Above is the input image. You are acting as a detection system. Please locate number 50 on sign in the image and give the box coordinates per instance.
- - -
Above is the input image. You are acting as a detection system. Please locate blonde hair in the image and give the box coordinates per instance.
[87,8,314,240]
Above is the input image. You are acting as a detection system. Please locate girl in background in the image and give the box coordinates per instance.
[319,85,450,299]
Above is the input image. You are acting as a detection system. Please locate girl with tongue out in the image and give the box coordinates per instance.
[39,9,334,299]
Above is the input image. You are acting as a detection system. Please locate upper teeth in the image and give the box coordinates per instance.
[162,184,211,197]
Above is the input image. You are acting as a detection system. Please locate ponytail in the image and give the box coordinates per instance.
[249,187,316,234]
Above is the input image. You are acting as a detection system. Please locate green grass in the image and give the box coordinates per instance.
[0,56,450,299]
- - -
What the task requires. Express the items starting at the line that contains "Please locate green" and ending at the line that contains "[0,56,450,299]" as a Markdown table, with column No. for the row number and column Line for the line.

Task response.
| No. | Line |
|---|---|
| 1 | Above is the input image. You are acting as a detection system. Please locate green grass in the image and give the box coordinates per instance. |
| 2 | [0,56,450,299] |